[A run of records]
---------------

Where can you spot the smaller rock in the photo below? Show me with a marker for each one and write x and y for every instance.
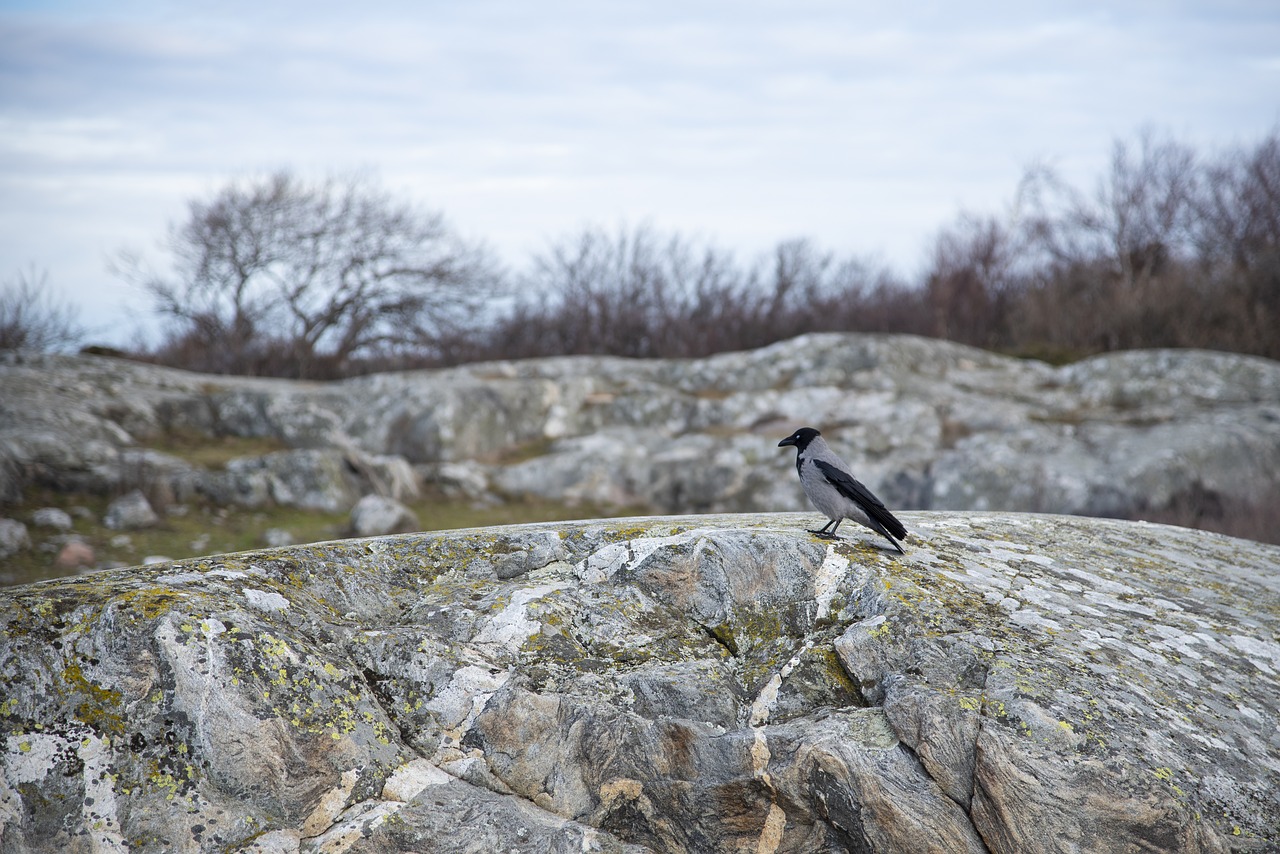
(376, 515)
(13, 537)
(131, 511)
(278, 537)
(74, 555)
(51, 517)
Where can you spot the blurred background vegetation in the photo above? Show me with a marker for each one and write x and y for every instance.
(277, 277)
(318, 281)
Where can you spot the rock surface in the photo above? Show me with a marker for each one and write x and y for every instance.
(376, 515)
(928, 424)
(695, 684)
(131, 511)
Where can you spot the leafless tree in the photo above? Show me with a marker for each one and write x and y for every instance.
(969, 281)
(325, 272)
(32, 319)
(1138, 215)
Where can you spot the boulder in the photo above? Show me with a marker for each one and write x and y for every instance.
(13, 537)
(310, 479)
(378, 515)
(927, 424)
(131, 511)
(76, 555)
(682, 684)
(51, 517)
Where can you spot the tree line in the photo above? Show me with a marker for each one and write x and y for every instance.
(282, 277)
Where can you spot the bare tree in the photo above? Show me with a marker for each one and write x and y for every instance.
(32, 319)
(968, 284)
(327, 272)
(1138, 217)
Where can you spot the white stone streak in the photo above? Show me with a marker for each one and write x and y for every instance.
(833, 569)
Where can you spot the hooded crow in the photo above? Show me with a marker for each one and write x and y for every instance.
(833, 489)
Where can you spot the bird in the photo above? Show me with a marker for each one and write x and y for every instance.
(832, 488)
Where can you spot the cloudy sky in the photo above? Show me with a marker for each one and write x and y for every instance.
(863, 126)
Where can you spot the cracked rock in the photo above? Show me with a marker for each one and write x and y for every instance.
(688, 684)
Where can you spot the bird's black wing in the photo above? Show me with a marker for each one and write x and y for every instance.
(854, 489)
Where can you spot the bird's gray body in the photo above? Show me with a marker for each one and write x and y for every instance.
(830, 484)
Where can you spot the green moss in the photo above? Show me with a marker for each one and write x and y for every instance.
(100, 708)
(213, 451)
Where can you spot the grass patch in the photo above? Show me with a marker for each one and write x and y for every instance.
(199, 529)
(213, 452)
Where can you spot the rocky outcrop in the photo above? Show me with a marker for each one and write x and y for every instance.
(691, 684)
(927, 423)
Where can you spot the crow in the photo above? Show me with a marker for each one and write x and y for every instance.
(833, 489)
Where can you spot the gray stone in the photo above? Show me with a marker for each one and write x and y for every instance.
(131, 511)
(13, 537)
(378, 515)
(684, 684)
(51, 517)
(278, 537)
(927, 424)
(311, 479)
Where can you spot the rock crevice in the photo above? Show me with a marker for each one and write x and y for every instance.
(686, 684)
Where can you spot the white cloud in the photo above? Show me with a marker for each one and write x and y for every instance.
(862, 126)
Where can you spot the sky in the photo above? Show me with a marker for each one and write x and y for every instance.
(864, 127)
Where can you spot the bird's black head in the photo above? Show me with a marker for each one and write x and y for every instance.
(800, 438)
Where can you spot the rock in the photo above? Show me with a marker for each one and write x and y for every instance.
(688, 684)
(277, 537)
(310, 479)
(76, 555)
(378, 515)
(927, 424)
(131, 511)
(13, 537)
(51, 517)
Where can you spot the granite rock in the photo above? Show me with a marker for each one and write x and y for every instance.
(685, 684)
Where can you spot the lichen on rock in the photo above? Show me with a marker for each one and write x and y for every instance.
(682, 684)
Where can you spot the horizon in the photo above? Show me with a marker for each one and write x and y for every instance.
(862, 129)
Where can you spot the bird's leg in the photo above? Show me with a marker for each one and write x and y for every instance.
(823, 533)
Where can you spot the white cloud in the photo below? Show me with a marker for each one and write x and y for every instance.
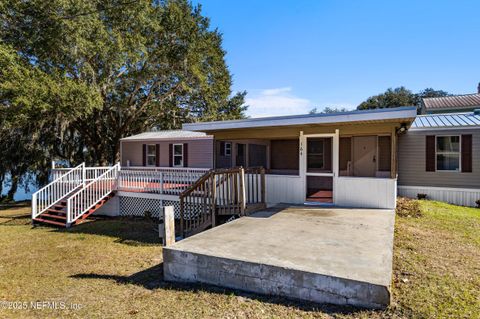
(276, 102)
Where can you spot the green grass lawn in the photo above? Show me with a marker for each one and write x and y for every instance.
(112, 268)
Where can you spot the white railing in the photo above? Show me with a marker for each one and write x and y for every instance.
(58, 189)
(158, 180)
(92, 193)
(91, 173)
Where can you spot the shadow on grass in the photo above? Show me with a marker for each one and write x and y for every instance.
(128, 231)
(152, 278)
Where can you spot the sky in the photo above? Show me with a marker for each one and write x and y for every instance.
(293, 56)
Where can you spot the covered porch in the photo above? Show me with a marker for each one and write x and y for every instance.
(344, 159)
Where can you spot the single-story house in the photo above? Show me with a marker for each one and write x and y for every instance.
(345, 159)
(439, 154)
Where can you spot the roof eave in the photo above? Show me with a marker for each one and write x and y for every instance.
(407, 114)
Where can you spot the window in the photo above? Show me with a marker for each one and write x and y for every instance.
(228, 149)
(177, 155)
(151, 155)
(448, 153)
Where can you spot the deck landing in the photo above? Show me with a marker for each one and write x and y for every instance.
(325, 255)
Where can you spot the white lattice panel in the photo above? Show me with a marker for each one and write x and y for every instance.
(136, 206)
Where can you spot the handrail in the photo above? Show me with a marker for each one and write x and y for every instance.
(222, 192)
(58, 189)
(159, 181)
(91, 194)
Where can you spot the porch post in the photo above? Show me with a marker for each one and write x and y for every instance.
(302, 149)
(393, 157)
(335, 164)
(336, 149)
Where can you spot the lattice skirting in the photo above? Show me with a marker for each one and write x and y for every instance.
(136, 206)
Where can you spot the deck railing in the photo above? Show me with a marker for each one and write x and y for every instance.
(227, 192)
(58, 189)
(158, 180)
(92, 193)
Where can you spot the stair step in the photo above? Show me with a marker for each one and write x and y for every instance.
(57, 211)
(63, 217)
(47, 221)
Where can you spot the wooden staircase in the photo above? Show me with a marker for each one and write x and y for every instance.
(220, 194)
(57, 214)
(70, 199)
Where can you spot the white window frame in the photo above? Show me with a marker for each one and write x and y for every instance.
(173, 155)
(459, 153)
(229, 153)
(154, 155)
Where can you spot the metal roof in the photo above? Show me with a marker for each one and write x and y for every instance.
(447, 120)
(452, 102)
(168, 135)
(406, 113)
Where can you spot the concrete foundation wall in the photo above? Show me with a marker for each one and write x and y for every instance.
(184, 266)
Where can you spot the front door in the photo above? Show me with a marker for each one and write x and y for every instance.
(364, 156)
(241, 155)
(319, 171)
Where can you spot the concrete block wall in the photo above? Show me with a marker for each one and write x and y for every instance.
(183, 266)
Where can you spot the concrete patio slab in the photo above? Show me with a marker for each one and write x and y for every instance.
(325, 255)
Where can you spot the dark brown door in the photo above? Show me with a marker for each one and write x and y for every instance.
(241, 155)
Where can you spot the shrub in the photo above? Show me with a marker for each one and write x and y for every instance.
(421, 196)
(407, 207)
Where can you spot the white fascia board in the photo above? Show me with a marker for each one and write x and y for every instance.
(354, 116)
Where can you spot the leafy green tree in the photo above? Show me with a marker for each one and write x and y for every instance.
(391, 98)
(399, 97)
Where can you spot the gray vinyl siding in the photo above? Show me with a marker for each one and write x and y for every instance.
(411, 161)
(200, 152)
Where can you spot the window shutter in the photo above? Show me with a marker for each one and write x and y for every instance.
(467, 153)
(144, 156)
(185, 154)
(430, 153)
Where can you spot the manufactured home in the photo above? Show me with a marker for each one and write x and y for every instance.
(215, 172)
(439, 155)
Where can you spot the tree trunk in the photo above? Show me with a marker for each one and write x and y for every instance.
(2, 179)
(13, 187)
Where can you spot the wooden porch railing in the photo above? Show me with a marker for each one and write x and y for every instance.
(158, 180)
(227, 192)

---------------

Print all the records again exactly; do not include any picture.

* [RESULT]:
Where can you spot the smaller rock in the photo below? Show me with a marker for each one and write x and y for every instance.
(376, 515)
(13, 537)
(131, 511)
(278, 537)
(74, 555)
(51, 517)
Where can you spot the blurred background vegetation in the photo above? Show me with a marker for each one and write x and y for every instance.
(277, 277)
(318, 281)
Where can you spot the rock surface in the photo above? Show me with a marker for each one and write x and y for every instance.
(376, 515)
(928, 424)
(695, 684)
(131, 511)
Where can you spot the leafless tree in the photo above? Show me with a marker for each one and write x and y for every instance.
(969, 281)
(325, 272)
(32, 319)
(1138, 215)
Where can you spot the boulder in the photo above? Show me with a marker for each one and write x and y for every instance.
(13, 537)
(310, 479)
(378, 515)
(927, 424)
(131, 511)
(76, 555)
(682, 684)
(51, 517)
Where can you spot the tree line in the photo above? Show me with a marker for each one and write x and y for every instance.
(282, 277)
Where can you spot the bare tree in the photo above? Show me with a marker for each one and write x and y for every instance.
(32, 319)
(968, 284)
(327, 272)
(1138, 217)
Where can you spot the white stone streak in the photo above? Show me with a marker for each one and write x and y for every instance.
(833, 569)
Where can you spot the hooded crow in the photo above? Show me with a marker for each one and write x and y for every instance.
(833, 489)
Where can you spot the bird in the photo above? Show me with a marker for each one and write x and y for every instance.
(832, 488)
Where can you spot the cloudy sky in the photo above? Show me with a marker for each one and write x and y for every instance.
(863, 126)
Where can you spot the cracked rock in the photo above? Show me with a marker for each one and write x and y for every instance.
(688, 684)
Where can you spot the bird's black wing in the photo above? Show me with a marker for each one and write x and y for every instance.
(854, 489)
Where can you spot the bird's gray body in the photo above? Show me with a marker for each one and write x and y for every instance.
(830, 484)
Where can you spot the green moss in the photo above? Show me with a marker for each one and write x and y for every instance.
(100, 708)
(213, 451)
Where can you spot the grass patch in the photo above? Show me with a marker for each one and write x and y for every instance.
(199, 529)
(213, 452)
Where can you spot the rocky outcrop in the photo above? Show me with a marker for each one and write x and y for every instance.
(691, 684)
(927, 423)
Where can you spot the crow in the photo above? Show me with a marker for each one and write x and y for every instance.
(833, 489)
Where can you spot the gray stone in the photo above? Show me with a marker for each one and write x and y for every instance.
(131, 511)
(13, 537)
(378, 515)
(684, 684)
(51, 517)
(278, 537)
(927, 424)
(311, 479)
Where can you spot the rock crevice in the photo above? Show me with a marker for each one and write x and y for every instance.
(686, 684)
Where can you spot the white cloud in the photo above? Show me with a marker for each one and write x and y for every instance.
(862, 126)
Where can you spot the sky in the photo above? Show me with a marker for each one and write x and y for every instance.
(864, 127)
Where can you spot the bird's black head in the photo above? Show me with a marker for each one and write x and y for every instance.
(800, 438)
Where can you spot the rock in the photo above? Show me with a marker for each one and write x and y for every instance.
(688, 684)
(277, 537)
(310, 479)
(76, 555)
(378, 515)
(927, 424)
(131, 511)
(13, 537)
(51, 517)
Where can you spot the granite rock in the photo above? Show me with a marker for each one and write x and y for every instance.
(685, 684)
Where can you spot the lichen on rock in the photo above? Show me with a marker for each one and write x and y for every instance.
(682, 684)
Where can you spot the horizon in the photo above? Show me with a marker for each one and write x and y for every instance.
(862, 129)
Where can you spot the bird's leg in the photo above? Show me with a marker for each one and write x and y for every instance.
(823, 533)
Where can you spot the white cloud in the photo below? Show me with a marker for each one and write x and y for every instance.
(276, 102)
Where can you spot the green grass lawn in the photo above? Show me with a marker for each one and write x and y for every instance.
(112, 268)
Where can you spot the white railing in the photo above? Show me with a marker for each one and write x and y for every instance.
(58, 189)
(158, 180)
(92, 193)
(91, 173)
Where can you spot the shadow on grass in the photo above? Show me with a marker for each one and write x and y for every instance.
(128, 231)
(152, 278)
Where can you spot the sky in the photo above? Show me with a marker for each one and write x and y for every instance.
(293, 56)
Where can you spot the covered porch in the photo above? Show me with a marker for each one and write x and y for every instance.
(344, 159)
Where can you spot the single-story house in the photo above? Show me with a marker for each one and write x and y for every instance.
(345, 159)
(439, 154)
Where can you spot the roof eave in the photo above? Show me with a marker for each one and write x and y for every instance.
(407, 114)
Where can you spot the window in the photo above? Show me with a marker for each one and write x and y for every instance.
(228, 149)
(177, 155)
(151, 155)
(448, 153)
Where can you spot the deck landing in the photo above? Show me with a marker for each one and write x and y for every instance.
(325, 255)
Where can you spot the white lattice panel in the photo above? Show me with a marker for each one and write x and y for every instance.
(136, 206)
Where can you spot the handrail in the photo above? Show me with a marker for each one and write x and y for every instance.
(222, 192)
(58, 189)
(159, 181)
(91, 194)
Where can you spot the porch post in the photo above? Show me with a marker for each one and write x and y for every instance.
(302, 149)
(393, 157)
(335, 164)
(336, 149)
Where can you spot the lattice skirting in the photo above? Show me with a marker for each one and write x and y for every instance.
(136, 206)
Where can you spot the deck railing in the photo above? Show me with a marker for each one and write x and y for every instance.
(227, 192)
(58, 189)
(158, 180)
(92, 193)
Where can you spot the stair step in the photo above? Show me with a marker for each one and write x and y for every instance.
(57, 211)
(63, 217)
(47, 221)
Where can you spot the wooden staircase in the photo above? Show me with a marker for each one and write x and y for every instance.
(220, 194)
(57, 214)
(70, 199)
Where can you spot the white window frame in the photo above? Show me with a marker for each one and write x and y for every instance.
(173, 155)
(459, 153)
(229, 153)
(154, 155)
Where can you spot the metal roof in the photo above? Show me with a marker for each one and write x and y for every instance.
(447, 120)
(452, 102)
(168, 135)
(406, 113)
Where can you spot the concrete foundation wall in the photo above? Show me with a marker for each one and write x and y for every instance.
(184, 266)
Where can you spot the front door in the photo above? Show me with a marker for each one and write x and y for every instance.
(364, 156)
(241, 155)
(319, 171)
Where can you spot the concrete block wall in the photo above? Show me with a marker for each one and write x and y for every instance.
(183, 266)
Where can you spot the concrete patio slab in the photo above? Show me with a marker for each one and write x and y for every instance.
(325, 255)
Where can you spot the dark brown door in the photo above? Show me with a marker for each one and write x and y for every instance.
(241, 155)
Where can you spot the shrub in the photo above? Show me with a marker for each one and write x and y for every instance.
(421, 196)
(407, 207)
Where can you spot the white fascia board in the photo above? Show me with a marker for each one and write x and y for every instance.
(354, 116)
Where can you spot the leafy green tree in the photo above? Show me with a marker for each one and write x and y for every instance.
(391, 98)
(399, 97)
Where can you spot the gray vinyl siding in the photo above? Show me with a marker for each one and write x and y for every instance.
(411, 161)
(200, 152)
Where can you spot the window shutter in the photo above? Show me with a marker for each one and write x and y for every instance.
(467, 153)
(144, 156)
(185, 154)
(430, 153)
Where can you spot the manufactured home in the photo above? Show me with a marker for each one and write x and y for every instance.
(215, 172)
(439, 155)
Where can you spot the tree trunk in the photo above? Show me with a marker for each one and write x and y for every instance.
(2, 179)
(13, 187)
Where can you spot the wooden porch railing in the photo above? Show me with a marker for each one and write x and y for every instance.
(158, 180)
(227, 192)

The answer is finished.